* begin MATERIAL *

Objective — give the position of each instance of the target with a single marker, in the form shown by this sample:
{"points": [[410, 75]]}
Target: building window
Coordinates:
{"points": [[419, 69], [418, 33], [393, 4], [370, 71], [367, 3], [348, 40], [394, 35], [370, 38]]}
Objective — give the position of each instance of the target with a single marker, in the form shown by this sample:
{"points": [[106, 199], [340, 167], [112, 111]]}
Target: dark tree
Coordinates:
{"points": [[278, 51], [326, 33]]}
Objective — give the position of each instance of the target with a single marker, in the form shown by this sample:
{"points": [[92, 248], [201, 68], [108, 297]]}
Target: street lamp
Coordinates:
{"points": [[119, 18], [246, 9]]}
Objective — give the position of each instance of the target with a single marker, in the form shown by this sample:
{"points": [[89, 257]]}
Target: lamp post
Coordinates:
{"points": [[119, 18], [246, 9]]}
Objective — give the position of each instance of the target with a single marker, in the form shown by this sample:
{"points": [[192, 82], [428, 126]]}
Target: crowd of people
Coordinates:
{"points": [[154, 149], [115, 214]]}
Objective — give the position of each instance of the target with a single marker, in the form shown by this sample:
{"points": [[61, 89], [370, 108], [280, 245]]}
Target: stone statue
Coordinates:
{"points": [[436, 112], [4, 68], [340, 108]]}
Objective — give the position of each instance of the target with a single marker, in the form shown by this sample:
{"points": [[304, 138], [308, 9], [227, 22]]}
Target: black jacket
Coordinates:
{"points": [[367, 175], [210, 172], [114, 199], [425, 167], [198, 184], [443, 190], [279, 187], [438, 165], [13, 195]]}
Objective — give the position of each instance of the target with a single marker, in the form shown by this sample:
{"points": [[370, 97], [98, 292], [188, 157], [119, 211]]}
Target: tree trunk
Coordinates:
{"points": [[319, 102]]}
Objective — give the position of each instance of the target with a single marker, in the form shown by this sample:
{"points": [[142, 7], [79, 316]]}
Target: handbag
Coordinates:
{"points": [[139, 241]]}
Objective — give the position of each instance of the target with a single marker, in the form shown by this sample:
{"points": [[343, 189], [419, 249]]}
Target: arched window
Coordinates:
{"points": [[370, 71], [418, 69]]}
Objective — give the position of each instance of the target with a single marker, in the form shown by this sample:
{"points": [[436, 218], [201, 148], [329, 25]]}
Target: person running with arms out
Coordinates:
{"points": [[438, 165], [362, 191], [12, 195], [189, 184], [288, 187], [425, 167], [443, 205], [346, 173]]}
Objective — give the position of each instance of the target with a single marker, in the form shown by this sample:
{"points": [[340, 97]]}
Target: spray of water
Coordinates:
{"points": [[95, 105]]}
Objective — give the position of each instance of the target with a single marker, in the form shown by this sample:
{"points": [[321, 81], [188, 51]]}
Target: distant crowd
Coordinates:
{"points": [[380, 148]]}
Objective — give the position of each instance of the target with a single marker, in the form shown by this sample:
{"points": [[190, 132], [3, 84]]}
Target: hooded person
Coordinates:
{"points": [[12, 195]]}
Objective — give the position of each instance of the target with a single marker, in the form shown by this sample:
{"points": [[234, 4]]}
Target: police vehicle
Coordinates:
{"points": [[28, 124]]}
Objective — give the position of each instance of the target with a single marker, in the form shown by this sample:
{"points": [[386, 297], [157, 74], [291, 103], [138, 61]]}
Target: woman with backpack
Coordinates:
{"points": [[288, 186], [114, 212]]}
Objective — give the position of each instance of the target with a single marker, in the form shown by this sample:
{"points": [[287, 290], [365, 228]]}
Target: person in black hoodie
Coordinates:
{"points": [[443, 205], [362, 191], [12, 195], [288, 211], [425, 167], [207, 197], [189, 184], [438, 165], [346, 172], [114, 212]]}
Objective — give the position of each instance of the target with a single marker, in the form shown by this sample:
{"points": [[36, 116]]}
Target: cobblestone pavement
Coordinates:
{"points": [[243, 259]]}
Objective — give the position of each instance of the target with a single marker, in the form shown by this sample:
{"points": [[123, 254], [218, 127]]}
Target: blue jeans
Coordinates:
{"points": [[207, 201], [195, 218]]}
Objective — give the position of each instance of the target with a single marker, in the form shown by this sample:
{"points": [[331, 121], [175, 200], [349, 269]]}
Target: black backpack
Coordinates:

* end MATERIAL *

→ **WRITTEN REQUEST**
Without leaving anything out, quote all the data.

→ **TASK RESULT**
Objective — give the position of each instance of the target with a single marker, in the form shown by this sample:
{"points": [[410, 75]]}
Target: building window
Coordinates:
{"points": [[419, 69], [418, 33], [393, 4], [370, 71], [367, 3], [348, 40], [394, 35], [370, 38]]}
Objective — give the position of each instance of the target with a single marker, in the form shown by this sample:
{"points": [[106, 199], [340, 167], [112, 111]]}
Target: dark tree
Coordinates:
{"points": [[278, 51], [326, 33]]}
Objective — give the position of each instance of the target with a single marker, in the form shown by this sample:
{"points": [[92, 248], [201, 68], [108, 297]]}
Target: street lamp
Coordinates:
{"points": [[119, 18], [246, 9]]}
Objective — give the position of each instance of the target with a single marker, in the form shown by this sample:
{"points": [[89, 257]]}
Target: lamp post
Coordinates:
{"points": [[119, 18], [246, 9]]}
Objective — give the position of each instance of the target with a single marker, in the form shown by this sample:
{"points": [[192, 82], [428, 126]]}
Target: crowd of people
Coordinates:
{"points": [[154, 149], [115, 214]]}
Objective — give the position of each instance of the target with a single marker, in the form shown by this sample:
{"points": [[61, 89], [370, 108], [280, 245]]}
Target: stone statue
Coordinates:
{"points": [[436, 112], [4, 68], [340, 108]]}
Objective — give the position of each instance of the target with a single marker, in the form shown by this sample:
{"points": [[304, 138], [308, 9], [227, 22]]}
Target: black jacket
Coordinates:
{"points": [[367, 175], [210, 172], [114, 199], [425, 167], [198, 184], [443, 190], [279, 187], [438, 165], [13, 195]]}
Objective — give the position of each instance of the target with a single marker, in the form shown by this sample:
{"points": [[370, 97], [98, 292], [188, 157], [119, 211]]}
Target: tree trunk
Coordinates:
{"points": [[319, 102]]}
Objective — give the position of each instance of the target with a single marker, in the form shown by this sample:
{"points": [[142, 7], [79, 316]]}
Target: handbag
Coordinates:
{"points": [[139, 241]]}
Objective — give the position of each instance of the target with a single marker, in the form shown by this sample:
{"points": [[343, 189], [419, 249]]}
Target: arched window
Coordinates:
{"points": [[370, 71], [418, 69]]}
Objective — give the position of each instance of the target with a single marker, in the form shown by this sample:
{"points": [[436, 218], [201, 148], [329, 25]]}
Target: person running with arms out
Coordinates:
{"points": [[438, 165], [362, 191], [12, 195], [189, 184], [288, 187], [425, 167], [443, 205], [346, 173]]}
Objective — give the position of each instance of the target with a single marker, in the form shown by this sample:
{"points": [[340, 97]]}
Target: spray of water
Coordinates:
{"points": [[95, 105]]}
Objective — give the position of each instance of the target with a single marker, in the form shown by this sample:
{"points": [[321, 81], [188, 51]]}
Target: distant crowd
Coordinates:
{"points": [[380, 148]]}
Objective — give the position of each instance of the target with a single marker, in the form shown by this sample:
{"points": [[190, 132], [3, 84]]}
Target: hooded person
Coordinates:
{"points": [[12, 195]]}
Objective — give the position of each instance of the target with a single marker, in the form shown by this sample:
{"points": [[234, 4]]}
Target: police vehicle
Coordinates:
{"points": [[28, 124]]}
Objective — give the position of each instance of the target with a single marker, in the form shown by this sample:
{"points": [[386, 297], [157, 74], [291, 103], [138, 61]]}
Target: woman with backpack
Coordinates:
{"points": [[288, 186], [114, 212]]}
Objective — give the position of each instance of the target with a single marker, in the form shown by this sample:
{"points": [[287, 290], [365, 228]]}
Target: person in black hoodie
Coordinates:
{"points": [[443, 205], [362, 191], [12, 195], [288, 211], [425, 167], [207, 197], [189, 184], [438, 165], [346, 172], [114, 212]]}
Objective — give the position of each instance of the target with a single marker, in the form shown by this sample:
{"points": [[36, 116]]}
Target: cobblestone pavement
Coordinates:
{"points": [[243, 259]]}
Objective — give the position of each instance of the target with a single marker, in the form shown by this sample:
{"points": [[123, 254], [218, 127]]}
Target: blue jeans
Coordinates:
{"points": [[207, 201], [195, 218]]}
Objective — give the position of each instance of the target with a single marker, in the form shown by this sample:
{"points": [[331, 121], [175, 200], [349, 269]]}
Target: black backpack
Coordinates:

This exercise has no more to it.